Please show each line in the entries below that contains the string "dirt" and copy every such line in full.
= = =
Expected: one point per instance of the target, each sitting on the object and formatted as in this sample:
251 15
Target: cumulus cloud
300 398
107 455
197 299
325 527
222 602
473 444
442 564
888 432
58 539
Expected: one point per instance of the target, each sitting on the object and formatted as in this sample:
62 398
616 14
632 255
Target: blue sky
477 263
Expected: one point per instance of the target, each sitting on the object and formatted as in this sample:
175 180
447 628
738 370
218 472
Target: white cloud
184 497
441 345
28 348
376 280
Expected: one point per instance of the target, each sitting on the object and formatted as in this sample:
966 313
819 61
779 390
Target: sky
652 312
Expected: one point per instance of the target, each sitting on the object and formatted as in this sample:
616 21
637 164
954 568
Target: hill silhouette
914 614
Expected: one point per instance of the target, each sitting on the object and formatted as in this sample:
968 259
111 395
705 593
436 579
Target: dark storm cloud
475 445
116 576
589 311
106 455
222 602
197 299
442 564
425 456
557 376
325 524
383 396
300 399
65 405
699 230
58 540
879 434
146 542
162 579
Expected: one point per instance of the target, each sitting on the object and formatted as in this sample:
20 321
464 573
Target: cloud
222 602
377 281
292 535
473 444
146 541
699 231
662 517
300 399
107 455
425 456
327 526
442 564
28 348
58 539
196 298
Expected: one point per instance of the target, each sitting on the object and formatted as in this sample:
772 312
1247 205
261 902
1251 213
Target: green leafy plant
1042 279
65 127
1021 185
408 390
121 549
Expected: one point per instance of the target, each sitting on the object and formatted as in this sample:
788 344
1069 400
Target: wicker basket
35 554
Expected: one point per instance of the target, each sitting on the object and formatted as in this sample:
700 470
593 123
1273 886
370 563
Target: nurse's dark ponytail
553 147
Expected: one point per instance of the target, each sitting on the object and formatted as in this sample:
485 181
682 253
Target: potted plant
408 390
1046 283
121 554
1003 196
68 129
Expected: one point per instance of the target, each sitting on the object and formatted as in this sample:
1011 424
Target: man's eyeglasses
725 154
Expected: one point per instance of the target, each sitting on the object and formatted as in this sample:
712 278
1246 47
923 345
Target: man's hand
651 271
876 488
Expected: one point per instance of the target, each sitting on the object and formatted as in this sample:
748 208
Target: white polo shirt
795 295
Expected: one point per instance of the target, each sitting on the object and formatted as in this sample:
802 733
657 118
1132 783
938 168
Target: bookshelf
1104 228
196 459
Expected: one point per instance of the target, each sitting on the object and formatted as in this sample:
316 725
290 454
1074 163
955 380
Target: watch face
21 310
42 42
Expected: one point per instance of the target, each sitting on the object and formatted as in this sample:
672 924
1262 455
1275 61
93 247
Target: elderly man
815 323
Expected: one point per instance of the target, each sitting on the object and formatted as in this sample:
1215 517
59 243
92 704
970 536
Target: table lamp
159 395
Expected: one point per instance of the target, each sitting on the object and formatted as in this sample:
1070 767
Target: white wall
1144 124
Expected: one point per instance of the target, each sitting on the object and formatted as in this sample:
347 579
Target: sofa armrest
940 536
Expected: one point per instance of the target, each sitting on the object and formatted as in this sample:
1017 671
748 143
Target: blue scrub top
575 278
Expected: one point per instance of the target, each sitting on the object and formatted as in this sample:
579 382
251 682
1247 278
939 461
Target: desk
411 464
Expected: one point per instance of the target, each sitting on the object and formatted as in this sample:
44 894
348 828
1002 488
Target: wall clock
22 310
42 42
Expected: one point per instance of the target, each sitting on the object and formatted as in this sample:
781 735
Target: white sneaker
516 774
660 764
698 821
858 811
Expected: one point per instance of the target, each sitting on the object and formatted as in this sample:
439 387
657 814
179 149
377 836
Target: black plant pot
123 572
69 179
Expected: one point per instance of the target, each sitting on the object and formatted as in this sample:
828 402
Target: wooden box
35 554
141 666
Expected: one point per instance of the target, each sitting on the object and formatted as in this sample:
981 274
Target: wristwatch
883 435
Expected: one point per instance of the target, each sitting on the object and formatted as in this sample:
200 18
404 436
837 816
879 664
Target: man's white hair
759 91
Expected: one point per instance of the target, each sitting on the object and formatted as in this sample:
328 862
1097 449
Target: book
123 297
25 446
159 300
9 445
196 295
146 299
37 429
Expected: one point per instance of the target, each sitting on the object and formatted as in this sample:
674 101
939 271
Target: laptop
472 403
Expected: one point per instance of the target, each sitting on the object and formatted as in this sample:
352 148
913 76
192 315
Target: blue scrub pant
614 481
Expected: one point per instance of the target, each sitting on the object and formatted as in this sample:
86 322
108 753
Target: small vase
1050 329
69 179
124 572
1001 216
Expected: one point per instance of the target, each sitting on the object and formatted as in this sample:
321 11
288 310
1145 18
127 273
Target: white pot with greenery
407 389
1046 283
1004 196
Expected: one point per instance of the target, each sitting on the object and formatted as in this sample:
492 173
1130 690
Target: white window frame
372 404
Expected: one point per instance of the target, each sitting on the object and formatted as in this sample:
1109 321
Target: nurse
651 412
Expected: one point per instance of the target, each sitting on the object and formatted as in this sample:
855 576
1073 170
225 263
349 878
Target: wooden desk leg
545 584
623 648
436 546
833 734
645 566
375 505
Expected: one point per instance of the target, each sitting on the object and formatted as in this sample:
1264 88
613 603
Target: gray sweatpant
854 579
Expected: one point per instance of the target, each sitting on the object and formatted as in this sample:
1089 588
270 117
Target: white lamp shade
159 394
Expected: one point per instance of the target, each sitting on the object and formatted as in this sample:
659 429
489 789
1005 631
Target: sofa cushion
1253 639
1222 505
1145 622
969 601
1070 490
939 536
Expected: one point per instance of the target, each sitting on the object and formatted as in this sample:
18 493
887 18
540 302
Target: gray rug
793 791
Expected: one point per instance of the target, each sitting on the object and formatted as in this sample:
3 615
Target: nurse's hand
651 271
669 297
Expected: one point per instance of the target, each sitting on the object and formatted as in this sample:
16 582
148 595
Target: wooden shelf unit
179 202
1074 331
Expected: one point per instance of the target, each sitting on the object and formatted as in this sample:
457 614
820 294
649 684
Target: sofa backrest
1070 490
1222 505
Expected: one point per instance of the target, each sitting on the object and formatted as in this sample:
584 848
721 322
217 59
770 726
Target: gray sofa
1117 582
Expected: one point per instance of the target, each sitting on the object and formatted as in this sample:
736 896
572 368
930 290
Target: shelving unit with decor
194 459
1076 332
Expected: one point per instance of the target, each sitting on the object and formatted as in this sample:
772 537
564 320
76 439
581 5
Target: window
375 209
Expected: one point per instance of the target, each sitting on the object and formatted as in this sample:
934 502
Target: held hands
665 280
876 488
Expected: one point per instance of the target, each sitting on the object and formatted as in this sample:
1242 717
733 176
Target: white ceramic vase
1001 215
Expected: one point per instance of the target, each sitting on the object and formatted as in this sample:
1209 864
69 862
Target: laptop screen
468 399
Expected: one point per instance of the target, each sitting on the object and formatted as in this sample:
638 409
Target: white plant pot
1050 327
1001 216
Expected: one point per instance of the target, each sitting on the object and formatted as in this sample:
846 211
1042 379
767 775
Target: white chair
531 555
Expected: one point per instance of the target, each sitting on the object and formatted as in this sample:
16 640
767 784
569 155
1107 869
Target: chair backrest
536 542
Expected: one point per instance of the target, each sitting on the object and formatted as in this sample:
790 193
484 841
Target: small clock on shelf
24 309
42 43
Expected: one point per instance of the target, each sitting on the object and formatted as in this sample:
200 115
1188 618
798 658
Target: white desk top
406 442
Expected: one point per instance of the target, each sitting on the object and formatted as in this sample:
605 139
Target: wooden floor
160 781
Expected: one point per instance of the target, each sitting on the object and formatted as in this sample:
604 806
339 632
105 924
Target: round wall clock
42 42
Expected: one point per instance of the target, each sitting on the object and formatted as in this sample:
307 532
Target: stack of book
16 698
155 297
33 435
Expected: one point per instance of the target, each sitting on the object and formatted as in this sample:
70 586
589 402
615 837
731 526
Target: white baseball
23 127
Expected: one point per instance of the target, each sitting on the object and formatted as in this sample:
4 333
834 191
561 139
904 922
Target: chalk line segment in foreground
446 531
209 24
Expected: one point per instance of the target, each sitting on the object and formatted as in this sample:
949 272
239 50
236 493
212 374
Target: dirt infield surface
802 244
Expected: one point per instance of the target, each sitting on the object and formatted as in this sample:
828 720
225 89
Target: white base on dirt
= = =
> [The response]
Target: dirt infield surface
Target: white base on dirt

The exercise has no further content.